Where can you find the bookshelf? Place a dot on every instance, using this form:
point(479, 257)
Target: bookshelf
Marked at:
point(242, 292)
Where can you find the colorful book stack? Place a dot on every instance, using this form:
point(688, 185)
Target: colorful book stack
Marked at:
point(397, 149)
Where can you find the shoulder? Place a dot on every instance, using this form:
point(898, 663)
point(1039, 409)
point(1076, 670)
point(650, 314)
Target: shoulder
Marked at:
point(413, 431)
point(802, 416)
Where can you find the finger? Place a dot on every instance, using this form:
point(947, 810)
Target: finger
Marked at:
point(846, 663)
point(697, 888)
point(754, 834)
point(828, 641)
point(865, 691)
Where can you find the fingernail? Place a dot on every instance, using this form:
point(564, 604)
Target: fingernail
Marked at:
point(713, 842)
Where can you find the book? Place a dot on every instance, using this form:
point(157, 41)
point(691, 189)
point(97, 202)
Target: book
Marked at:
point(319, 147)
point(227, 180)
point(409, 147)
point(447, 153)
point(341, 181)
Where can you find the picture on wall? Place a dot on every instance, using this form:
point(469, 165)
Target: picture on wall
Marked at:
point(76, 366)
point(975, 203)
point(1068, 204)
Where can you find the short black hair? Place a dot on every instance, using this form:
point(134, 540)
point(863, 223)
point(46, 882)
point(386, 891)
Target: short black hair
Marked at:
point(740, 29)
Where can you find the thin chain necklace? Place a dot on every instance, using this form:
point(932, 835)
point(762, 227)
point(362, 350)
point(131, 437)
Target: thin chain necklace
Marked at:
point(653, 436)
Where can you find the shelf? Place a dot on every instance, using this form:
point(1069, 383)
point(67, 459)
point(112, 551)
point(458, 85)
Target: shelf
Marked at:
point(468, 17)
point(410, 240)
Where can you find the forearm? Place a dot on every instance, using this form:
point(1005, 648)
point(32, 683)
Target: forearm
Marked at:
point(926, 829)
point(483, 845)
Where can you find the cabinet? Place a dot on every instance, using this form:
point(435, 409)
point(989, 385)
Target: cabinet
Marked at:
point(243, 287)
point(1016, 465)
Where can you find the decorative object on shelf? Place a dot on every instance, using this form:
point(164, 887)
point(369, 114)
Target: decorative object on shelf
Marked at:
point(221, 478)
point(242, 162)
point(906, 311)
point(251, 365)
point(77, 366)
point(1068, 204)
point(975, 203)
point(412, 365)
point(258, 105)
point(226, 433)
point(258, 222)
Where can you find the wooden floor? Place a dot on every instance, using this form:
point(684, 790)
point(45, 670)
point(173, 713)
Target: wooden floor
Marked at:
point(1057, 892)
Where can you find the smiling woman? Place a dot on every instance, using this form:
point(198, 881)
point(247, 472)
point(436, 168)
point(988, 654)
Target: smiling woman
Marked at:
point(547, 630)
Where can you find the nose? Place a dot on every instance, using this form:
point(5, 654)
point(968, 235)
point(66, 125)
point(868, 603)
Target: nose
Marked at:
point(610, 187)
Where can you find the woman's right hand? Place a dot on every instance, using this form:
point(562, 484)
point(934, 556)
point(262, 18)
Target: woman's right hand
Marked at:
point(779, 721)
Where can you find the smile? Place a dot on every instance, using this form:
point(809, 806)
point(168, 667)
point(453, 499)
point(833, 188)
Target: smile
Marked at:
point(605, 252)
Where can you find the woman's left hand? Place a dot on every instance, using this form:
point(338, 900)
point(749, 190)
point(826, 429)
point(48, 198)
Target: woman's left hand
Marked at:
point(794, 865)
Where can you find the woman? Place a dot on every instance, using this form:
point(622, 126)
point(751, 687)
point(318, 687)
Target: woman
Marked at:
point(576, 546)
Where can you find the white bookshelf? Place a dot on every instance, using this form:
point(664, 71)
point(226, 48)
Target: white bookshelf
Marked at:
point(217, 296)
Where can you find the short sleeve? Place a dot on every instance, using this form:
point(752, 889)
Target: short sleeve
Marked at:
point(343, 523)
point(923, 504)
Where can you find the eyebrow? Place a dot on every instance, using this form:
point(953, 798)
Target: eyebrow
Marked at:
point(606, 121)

____

Your instructions
Rewrite every line of the items above as a numbered list, leaving out any blank lines.

Answer below
1. Where can you find the bookshelf? Place a dot on every instance, using this form:
2. point(479, 257)
3. Target: bookshelf
4. Marked at:
5. point(242, 292)
6. Where can you find the colorful book stack? Place a dot on every instance, using this form:
7. point(688, 185)
8. Target: colorful book stack
9. Marked at:
10. point(397, 149)
11. Where can you find the shoulder? Place a dot on every instance, using this form:
12. point(898, 663)
13. point(1039, 409)
14. point(1076, 670)
15. point(650, 314)
16. Target: shoulder
17. Marked at:
18. point(413, 431)
19. point(802, 416)
20. Where can you find the finger? Place a dot on every instance, using this form:
21. point(947, 810)
22. Target: finger
23. Marked at:
24. point(846, 663)
25. point(697, 888)
26. point(754, 834)
27. point(828, 641)
28. point(865, 691)
29. Where can you find the fingernail? Place a dot on every instance, using this form:
30. point(564, 604)
31. Target: fingernail
32. Marked at:
33. point(713, 842)
34. Where can you find the book? Place a dot on every instance, using this form:
35. point(157, 41)
36. point(691, 189)
37. point(97, 202)
38. Target: book
39. Marked at:
40. point(319, 147)
41. point(227, 180)
42. point(409, 147)
43. point(447, 153)
44. point(341, 181)
45. Where can you find the picture on wall? Place a dot on every instance, using this form:
46. point(469, 165)
47. Target: picture on wall
48. Marked at:
49. point(76, 366)
50. point(975, 203)
51. point(1068, 204)
52. Where can you find the short black hair? Place a dot on every instance, using this form:
53. point(134, 540)
54. point(863, 223)
55. point(46, 882)
56. point(386, 891)
57. Target: short black hair
58. Marked at:
59. point(740, 29)
60. Where can you find the thin chain necklace? Place a dot on every instance, using this form:
61. point(932, 835)
62. point(762, 227)
63. point(362, 350)
64. point(131, 437)
65. Target: thin chain necklace
66. Marked at:
67. point(653, 436)
68. Where can you find the shelf? Place a dot on every instance, using this form:
69. point(1069, 383)
70. point(67, 459)
71. point(112, 551)
72. point(458, 85)
73. Target: shelf
74. Marked at:
75. point(468, 17)
76. point(410, 240)
77. Where can you find the forearm? Place a dot on every instance, using this form:
78. point(1005, 648)
79. point(32, 683)
80. Target: forearm
81. Marked at:
82. point(926, 829)
83. point(483, 845)
84. Where can you find the cabinet? Place a dot on every instance, using this form:
85. point(435, 409)
86. point(989, 385)
87. Target: cabinet
88. Marked at:
89. point(243, 287)
90. point(1016, 465)
91. Where can you find the decorative object on shelf? Place a dot on every instance, using this form:
92. point(164, 887)
93. point(369, 114)
94. Target: decorative object on shelf
95. Marked at:
96. point(221, 478)
97. point(242, 162)
98. point(906, 311)
99. point(251, 365)
100. point(77, 366)
101. point(1068, 204)
102. point(975, 203)
103. point(412, 365)
104. point(258, 105)
105. point(226, 433)
106. point(258, 222)
107. Where can you find the wooden floor? Place a dot on every instance, using this form:
108. point(684, 790)
109. point(45, 670)
110. point(173, 713)
111. Target: wooden floor
112. Marked at:
113. point(1057, 892)
114. Where can you find the smiling woman? Place a dot on every instance, using this form:
115. point(198, 881)
116. point(247, 472)
117. point(436, 168)
118. point(988, 654)
119. Target: smiling woman
120. Marked at:
121. point(547, 630)
122. Where can you find the nose? Place a dot on every instance, using this form:
123. point(5, 654)
124. point(968, 235)
125. point(66, 125)
126. point(868, 603)
127. Target: nose
128. Marked at:
129. point(610, 187)
130. Where can you find the woman's right hand? Place a dot on every instance, using this form:
131. point(562, 484)
132. point(934, 556)
133. point(262, 18)
134. Target: woman's right hand
135. Marked at:
136. point(779, 721)
137. Where can you find the smile? Place a dot on every instance, using this form:
138. point(809, 806)
139. point(168, 667)
140. point(453, 499)
141. point(833, 188)
142. Target: smile
143. Marked at:
144. point(605, 252)
145. Where can you find the woman's left hand? Place a dot on every instance, using this form:
146. point(338, 900)
147. point(749, 190)
148. point(826, 429)
149. point(48, 198)
150. Target: woman's left hand
151. Marked at:
152. point(794, 865)
153. Where can you find the woman? Place a dot on every instance, using this form:
154. point(622, 126)
155. point(751, 687)
156. point(318, 687)
157. Target: woman
158. Marked at:
159. point(576, 546)
160. Where can you find the white bookshelf? Place a dot on every instance, using this form:
161. point(664, 71)
162. point(226, 48)
163. Target: white bookshelf
164. Marked at:
165. point(217, 296)
166. Where can you find the short sleeve? Place a dot on every instance, using this form:
167. point(752, 889)
168. Target: short sleeve
169. Marked at:
170. point(343, 523)
171. point(923, 504)
172. Where can you find the eyebrow? Place a dot on every instance, using this form:
173. point(953, 798)
174. Target: eyebrow
175. Marked at:
176. point(606, 121)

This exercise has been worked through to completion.